Exercise goal: Carry on the account of the radio activation attempts on Hawaii's Big Island, starting after its final sentence.

Document extract:

━━━━━━━━━━

For the past two weeks I’ve been on the Big Island in Hawaii (aka Hawai’i island) for work. I didn’t have a ton of time off (it’s generally been my experience that when your company flies you halfway around the world for a work trip, you end up working a lot), but I did get a couple of days to myself and with those I attempted to play a little radio. I attempted to set up a POTA activation four times while I was on the island. Of those four times, only the last attempt was successful. It’s quite a story.

I was quite excited when the possibility of a work trip to the Big Island came up for a number of reasons (obviously), but one thing that excited me was that there was a lot of unactivated and never attempted parks on the island. It appears that there is not a massive amateur radio presence in Hawaii, or at least there isn’t on that island, and the island itself is huge and boasts a number of parks. So I thought it may be a good opportunity to do a first activation of a park. When I say the island is huge, I mean it is huge. It is difficult to fully understand how big it is before you get there. I have been to a couple of islands in my life and actually lived on Guam for a little bit, but by comparison the Big Island hardly even seems like an island. It takes a little over two hours to drive across the island widthwise and the trip is over 100 miles. Also there are a number of volcanoes in the center of the island with incredible elevations, so a trip across the center of the island may find you starting at sea level, driving up to about 6000 ft elevation, and then driving back down to sea level. Quite increcible!

━━━━━━━━━━

Records supplied:
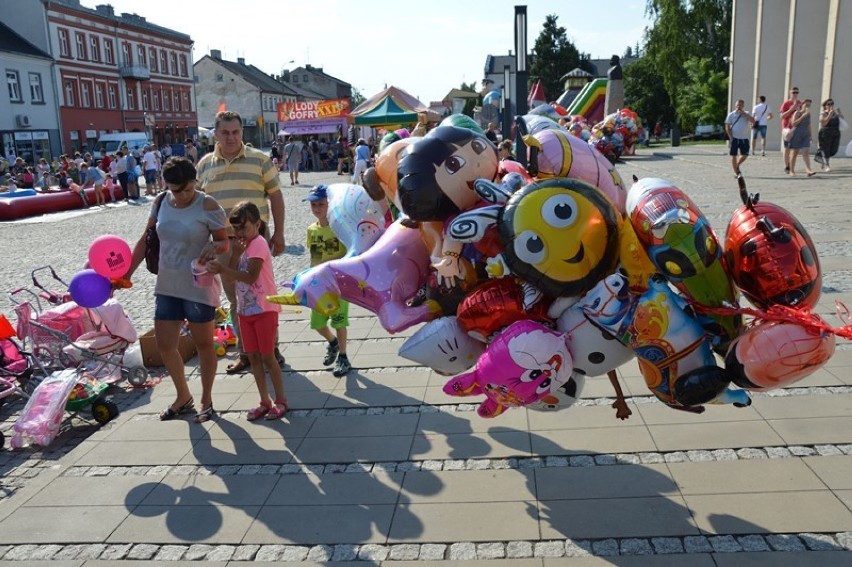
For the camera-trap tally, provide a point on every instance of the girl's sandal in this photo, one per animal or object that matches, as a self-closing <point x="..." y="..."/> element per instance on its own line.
<point x="205" y="415"/>
<point x="259" y="411"/>
<point x="278" y="410"/>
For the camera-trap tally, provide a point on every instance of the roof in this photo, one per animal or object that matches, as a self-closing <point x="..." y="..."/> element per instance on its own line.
<point x="11" y="42"/>
<point x="125" y="19"/>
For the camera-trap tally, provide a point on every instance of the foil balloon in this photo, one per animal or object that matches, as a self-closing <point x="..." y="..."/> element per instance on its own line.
<point x="355" y="218"/>
<point x="683" y="248"/>
<point x="443" y="346"/>
<point x="559" y="235"/>
<point x="771" y="257"/>
<point x="674" y="353"/>
<point x="776" y="354"/>
<point x="436" y="172"/>
<point x="381" y="280"/>
<point x="526" y="363"/>
<point x="494" y="305"/>
<point x="556" y="153"/>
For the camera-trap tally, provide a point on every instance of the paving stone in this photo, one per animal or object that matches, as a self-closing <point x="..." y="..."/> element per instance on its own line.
<point x="605" y="547"/>
<point x="404" y="552"/>
<point x="463" y="551"/>
<point x="519" y="550"/>
<point x="666" y="545"/>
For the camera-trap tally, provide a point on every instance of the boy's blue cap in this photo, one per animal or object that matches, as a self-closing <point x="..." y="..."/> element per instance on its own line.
<point x="318" y="193"/>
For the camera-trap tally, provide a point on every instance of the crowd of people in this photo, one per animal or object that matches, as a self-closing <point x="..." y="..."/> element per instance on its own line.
<point x="744" y="129"/>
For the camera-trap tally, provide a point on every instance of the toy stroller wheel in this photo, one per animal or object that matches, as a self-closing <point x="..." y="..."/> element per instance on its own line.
<point x="104" y="411"/>
<point x="137" y="376"/>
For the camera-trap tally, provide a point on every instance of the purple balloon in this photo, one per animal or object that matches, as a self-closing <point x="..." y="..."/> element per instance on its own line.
<point x="89" y="289"/>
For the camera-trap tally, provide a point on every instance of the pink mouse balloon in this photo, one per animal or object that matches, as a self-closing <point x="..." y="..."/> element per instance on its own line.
<point x="527" y="362"/>
<point x="381" y="280"/>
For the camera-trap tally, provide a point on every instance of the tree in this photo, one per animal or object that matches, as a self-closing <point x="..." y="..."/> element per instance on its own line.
<point x="553" y="56"/>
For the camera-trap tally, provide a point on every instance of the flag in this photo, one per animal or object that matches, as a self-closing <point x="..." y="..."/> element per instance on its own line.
<point x="536" y="97"/>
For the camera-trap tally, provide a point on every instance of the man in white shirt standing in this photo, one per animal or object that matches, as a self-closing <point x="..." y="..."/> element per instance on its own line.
<point x="762" y="114"/>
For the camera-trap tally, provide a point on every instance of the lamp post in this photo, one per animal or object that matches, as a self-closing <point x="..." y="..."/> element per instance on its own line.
<point x="520" y="77"/>
<point x="506" y="127"/>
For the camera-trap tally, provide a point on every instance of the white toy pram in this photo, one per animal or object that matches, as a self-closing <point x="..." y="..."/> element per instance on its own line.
<point x="69" y="336"/>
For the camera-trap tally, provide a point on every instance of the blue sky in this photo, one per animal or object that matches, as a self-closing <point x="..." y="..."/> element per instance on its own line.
<point x="425" y="48"/>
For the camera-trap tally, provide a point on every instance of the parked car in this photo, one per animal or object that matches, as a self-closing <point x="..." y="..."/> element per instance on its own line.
<point x="709" y="132"/>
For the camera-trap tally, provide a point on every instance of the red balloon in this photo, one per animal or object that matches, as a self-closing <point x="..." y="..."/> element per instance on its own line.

━━━━━━━━━━

Result:
That said, not fully understanding the scope of the islands size may have led to me overextending myself when I first arrived. Upon arrival I found that I had a day almost to myself since we had arrived a day earlier then expected. I was itching to try for a park and I settled upon attempting to activate K-6406 (Mackenzie State Recreation Area). This park had been attempted twice in the past but it seemed that people had only ever made one or two SSB QSOs. I had the power of CW and 20 watts on my side! Even better, after consulting some government maps of the state owned areas in that region I discovered that the park overlapped with K-7696 (Malama-ki Forest Reserve), and it wouldn’t be hard to set up for a two-fer. As great as this sounds, I was staying in Waikoloa Village on the west side of the island and these parks were on the far east side. I started in that direction with my gear in hand and made it to the site by around 1330 local time.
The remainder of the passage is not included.